What to work on. Down to the last line, restate the records below word for word, dropping every image.

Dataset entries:
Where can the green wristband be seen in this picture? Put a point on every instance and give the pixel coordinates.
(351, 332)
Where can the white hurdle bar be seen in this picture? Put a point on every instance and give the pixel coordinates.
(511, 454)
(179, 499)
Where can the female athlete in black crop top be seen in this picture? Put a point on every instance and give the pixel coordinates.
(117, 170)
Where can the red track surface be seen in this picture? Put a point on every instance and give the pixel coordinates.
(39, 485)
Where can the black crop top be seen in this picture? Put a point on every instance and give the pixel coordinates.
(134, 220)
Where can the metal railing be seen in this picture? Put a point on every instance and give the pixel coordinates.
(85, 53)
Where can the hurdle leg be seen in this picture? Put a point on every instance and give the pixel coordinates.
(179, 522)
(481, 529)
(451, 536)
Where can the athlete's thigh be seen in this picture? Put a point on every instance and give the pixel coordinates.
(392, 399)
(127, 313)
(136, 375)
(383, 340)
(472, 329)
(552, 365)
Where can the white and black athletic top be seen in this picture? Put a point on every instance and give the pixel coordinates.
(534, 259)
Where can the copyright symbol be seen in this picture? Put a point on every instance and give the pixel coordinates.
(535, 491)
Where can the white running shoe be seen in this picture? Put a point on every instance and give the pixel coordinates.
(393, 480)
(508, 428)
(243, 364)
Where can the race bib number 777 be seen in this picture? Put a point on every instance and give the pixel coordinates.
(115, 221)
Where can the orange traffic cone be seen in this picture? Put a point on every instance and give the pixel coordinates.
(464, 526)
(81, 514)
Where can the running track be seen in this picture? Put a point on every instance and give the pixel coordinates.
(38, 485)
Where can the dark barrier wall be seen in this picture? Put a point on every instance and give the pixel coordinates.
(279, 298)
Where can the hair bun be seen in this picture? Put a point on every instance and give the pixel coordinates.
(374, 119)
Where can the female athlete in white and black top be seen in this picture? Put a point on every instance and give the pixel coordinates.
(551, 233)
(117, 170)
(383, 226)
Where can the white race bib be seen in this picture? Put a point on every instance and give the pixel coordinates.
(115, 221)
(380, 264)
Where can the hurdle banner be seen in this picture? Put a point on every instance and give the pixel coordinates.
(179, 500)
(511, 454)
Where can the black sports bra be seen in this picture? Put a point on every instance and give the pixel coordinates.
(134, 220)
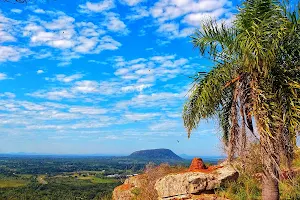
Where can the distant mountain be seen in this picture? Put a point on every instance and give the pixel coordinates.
(155, 154)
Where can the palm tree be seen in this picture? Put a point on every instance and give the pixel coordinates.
(256, 78)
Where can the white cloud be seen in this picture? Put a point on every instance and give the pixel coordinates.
(101, 6)
(138, 12)
(16, 11)
(131, 2)
(40, 71)
(155, 100)
(164, 126)
(68, 79)
(138, 88)
(13, 53)
(168, 15)
(113, 23)
(39, 11)
(7, 94)
(86, 86)
(195, 19)
(141, 116)
(87, 110)
(3, 76)
(53, 95)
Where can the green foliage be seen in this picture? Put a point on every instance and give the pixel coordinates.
(245, 188)
(290, 189)
(256, 72)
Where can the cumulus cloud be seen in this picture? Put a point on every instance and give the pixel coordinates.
(113, 23)
(101, 6)
(141, 116)
(16, 11)
(67, 79)
(3, 76)
(131, 2)
(179, 18)
(13, 53)
(138, 12)
(40, 71)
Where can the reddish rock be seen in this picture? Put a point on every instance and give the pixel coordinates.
(197, 164)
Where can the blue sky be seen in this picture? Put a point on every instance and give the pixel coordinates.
(108, 77)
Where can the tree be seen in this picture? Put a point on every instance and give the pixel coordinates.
(256, 78)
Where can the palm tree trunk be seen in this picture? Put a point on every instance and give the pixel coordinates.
(270, 189)
(270, 160)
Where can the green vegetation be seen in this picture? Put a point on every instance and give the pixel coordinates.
(249, 188)
(9, 183)
(255, 82)
(63, 178)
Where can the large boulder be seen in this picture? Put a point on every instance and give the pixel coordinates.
(183, 185)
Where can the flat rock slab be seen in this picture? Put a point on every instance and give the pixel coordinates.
(182, 185)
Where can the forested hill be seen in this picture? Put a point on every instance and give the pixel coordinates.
(155, 154)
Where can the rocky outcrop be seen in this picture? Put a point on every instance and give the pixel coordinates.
(183, 185)
(192, 183)
(197, 164)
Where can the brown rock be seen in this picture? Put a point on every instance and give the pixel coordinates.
(182, 185)
(197, 164)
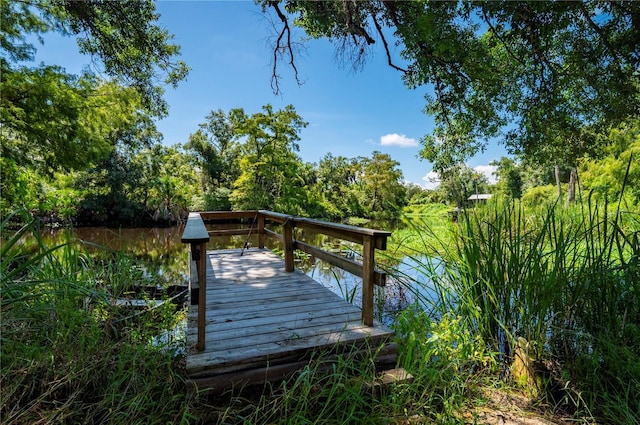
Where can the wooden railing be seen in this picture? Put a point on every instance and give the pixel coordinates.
(258, 223)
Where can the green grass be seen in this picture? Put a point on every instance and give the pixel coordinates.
(566, 279)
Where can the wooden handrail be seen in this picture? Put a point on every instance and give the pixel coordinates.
(370, 239)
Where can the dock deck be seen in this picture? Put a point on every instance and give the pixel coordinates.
(263, 322)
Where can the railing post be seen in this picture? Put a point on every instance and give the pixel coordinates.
(368, 279)
(196, 235)
(202, 296)
(260, 230)
(287, 230)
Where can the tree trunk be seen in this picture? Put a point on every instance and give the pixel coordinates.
(571, 192)
(557, 172)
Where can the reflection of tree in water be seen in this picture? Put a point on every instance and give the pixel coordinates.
(157, 251)
(160, 255)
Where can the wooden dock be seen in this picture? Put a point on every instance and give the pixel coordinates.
(262, 322)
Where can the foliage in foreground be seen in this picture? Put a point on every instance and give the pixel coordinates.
(565, 280)
(562, 283)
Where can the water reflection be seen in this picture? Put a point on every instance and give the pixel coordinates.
(160, 252)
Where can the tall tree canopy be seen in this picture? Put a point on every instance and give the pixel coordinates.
(541, 76)
(55, 120)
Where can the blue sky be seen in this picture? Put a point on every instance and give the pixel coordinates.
(227, 46)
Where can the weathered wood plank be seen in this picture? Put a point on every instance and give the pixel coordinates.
(259, 316)
(272, 351)
(194, 230)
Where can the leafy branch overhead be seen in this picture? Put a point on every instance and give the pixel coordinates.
(544, 77)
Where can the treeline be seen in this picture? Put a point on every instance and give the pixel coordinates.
(239, 161)
(233, 161)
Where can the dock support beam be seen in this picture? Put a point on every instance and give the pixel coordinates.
(368, 279)
(196, 235)
(287, 230)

Result of the task.
Where can the green wristband be seen in this picture? Put a point on every instance and give the pixel coordinates.
(351, 332)
Where can the white hurdle bar be seen in this picture? Put a point on every instance and give the pixel coordinates.
(511, 454)
(179, 499)
Where can the female athlete in black crop top be seen in this picture? Put a point on every instance and give the pixel coordinates.
(117, 170)
Where can the red track surface be seen in this picture? Put a point on every instance and give the pixel coordinates.
(39, 485)
Where can the black crop top be seen in this picture? Put a point on every instance and give the pixel coordinates.
(134, 220)
Where can the metal railing be seen in this picture? Put a point on every instance and give the pixel coordinates.
(85, 53)
Where can the hurdle leg be seen in this picture? Put a point on every instance and give the pixel coordinates.
(179, 522)
(481, 529)
(451, 536)
Where can the athlete's thigh be seen in this picture? Put a point on every instance and give the pixel coordinates.
(392, 399)
(127, 313)
(136, 375)
(383, 340)
(472, 329)
(552, 365)
Where can the white and black athletic top be seen in this picture? Put a point on every instance and give the pixel coordinates.
(534, 259)
Where can the copyright symbol be seen in this picture? Put a point on every instance and give the pixel coordinates.
(535, 491)
Where can the white running shoe be seen in this picture? Put a point on every instance and give the pixel coordinates.
(393, 480)
(508, 428)
(243, 364)
Where can the race bib number 777 be seen in this picture? Put a point on every instance and give the pixel coordinates.
(115, 221)
Where can the orange traffic cone be seen in this picture? Put a point on every instance and give the pixel coordinates.
(464, 526)
(81, 514)
Where can the running track be seen in this picture? Put a point on every instance and give the pixel coordinates.
(38, 485)
Where can the dark barrier wall be seen in this picture? Put a point on every instance and give the pixel coordinates.
(279, 298)
Where can the hair bun be seen in this picture? Put a point on every instance and give the pixel coordinates.
(374, 119)
Where can the female athlete in white and black top be seen in this picture? Put a point on every instance and give the pixel coordinates.
(551, 233)
(117, 170)
(383, 226)
Where can the white race bib be seen in this picture? Put a point on every instance and give the pixel coordinates.
(115, 221)
(380, 264)
Where can the hurdle banner be seen in this picture? Put a point on every instance and give the pixel coordinates.
(179, 500)
(511, 454)
Where can the black sports bra be seen in this picture? Put a point on every instance and give the pixel coordinates.
(134, 220)
Where can the distant mountain be seen in this picture? Put a point on every instance and give the pixel coordinates.
(155, 154)
Where can the palm tree be seen in this picture? Put a point on every instance and give the pixel coordinates.
(256, 78)
Where can the white cloud be seen in this picture? Put a point on every instance and give the pixel coordinates.
(101, 6)
(138, 12)
(16, 11)
(131, 2)
(40, 71)
(155, 100)
(164, 126)
(68, 79)
(138, 88)
(13, 53)
(168, 15)
(113, 23)
(39, 11)
(7, 94)
(86, 86)
(195, 19)
(141, 116)
(87, 110)
(3, 76)
(53, 95)
Where can the green foliage be seen in this picture? Put a point on every instance and give the pixel coordinates.
(245, 188)
(290, 189)
(256, 72)
Where can the cumulus cloud be seen in this picture? Put a point on every instance and give the pixel coordinates.
(113, 23)
(101, 6)
(141, 116)
(16, 11)
(67, 79)
(3, 76)
(131, 2)
(179, 18)
(13, 53)
(138, 12)
(40, 71)
Where can the reddish rock be seen in this picture? Put a point on every instance and give the pixel coordinates.
(197, 164)
Where can the blue sky be seen in this picture? Put a point on every instance and give the pixel coordinates.
(108, 77)
Where can the tree be seen in this picture? Put a point on every instance and give the pixel coordinates.
(256, 78)
Where can the palm tree trunk be seen in this picture? Put a point on every instance and give the pixel coordinates.
(270, 189)
(270, 160)
Where can the green vegetation be seen in this picture? Put a point on every instance and give the pixel coordinates.
(249, 188)
(9, 183)
(255, 82)
(63, 178)
Where can the large boulder be seen in this picture? Put a point on every instance and give the pixel coordinates.
(183, 185)
Where can the flat rock slab be seen in this picture? Put a point on every instance and give the pixel coordinates.
(182, 185)
Where can the forested hill be seen in this picture? Put a point on every instance and give the pixel coordinates.
(155, 154)
Where can the rocky outcrop be seen in this picture? Put a point on every instance and give the pixel coordinates.
(183, 185)
(192, 183)
(197, 164)
Where can the brown rock be seen in this picture? Put a point on every instance and give the pixel coordinates.
(182, 185)
(197, 164)
Where can the wooden railing be seen in this picture? Put a point on every instance and give the pixel coordinates.
(258, 223)
Where can the green grass be seen in this picture? Put a point on every instance and give the pixel coordinates.
(566, 279)
Where can the wooden handrail be seen in this picture? Put a point on every instance and give the pixel coordinates.
(370, 239)
Where can the dock deck be seen in this picture? Put a point on every instance and give the pixel coordinates.
(263, 322)
Where can the railing post be seen in this picture? Put a point on every instance and give the pixel coordinates.
(368, 279)
(196, 235)
(202, 296)
(260, 230)
(287, 230)
Where can the tree trunk be seen in this picture? Put a point on every instance and give the pixel coordinates.
(571, 192)
(557, 172)
Where can the reflection of tree in water be seen in this picture? Put a point on every instance and give the pixel coordinates.
(157, 251)
(160, 255)
Where can the wooden dock be seen in this picture? Put a point on every instance and give the pixel coordinates.
(262, 322)
Where can the foliage in foreground be seen in this picture? Put a point on every instance and give the pixel coordinates.
(565, 280)
(562, 283)
Where can the water reflection be seen in this picture? Put a point on every instance and give the pixel coordinates.
(160, 252)
Where can the tall tree canopy be seen in this picture? Put a point on every instance and give the pixel coordinates.
(541, 76)
(55, 120)
Where can the blue sky be seen in this picture? Put a point on every instance and give the pixel coordinates.
(227, 46)
Where can the weathered wood plank be seen in this picture? Put a point on every instance and give the pixel coordinates.
(259, 316)
(272, 351)
(194, 230)
Where can the leafy branch overhead be seen in this picture? Put a point on every instance and give the pixel coordinates.
(544, 77)
Where can the treeline be seen in this picture? Put a point on every instance and give the pixel coordinates.
(239, 161)
(233, 161)
Where can the dock support beam be seen in this picture? Put a point on every instance and give the pixel coordinates.
(368, 279)
(196, 235)
(287, 230)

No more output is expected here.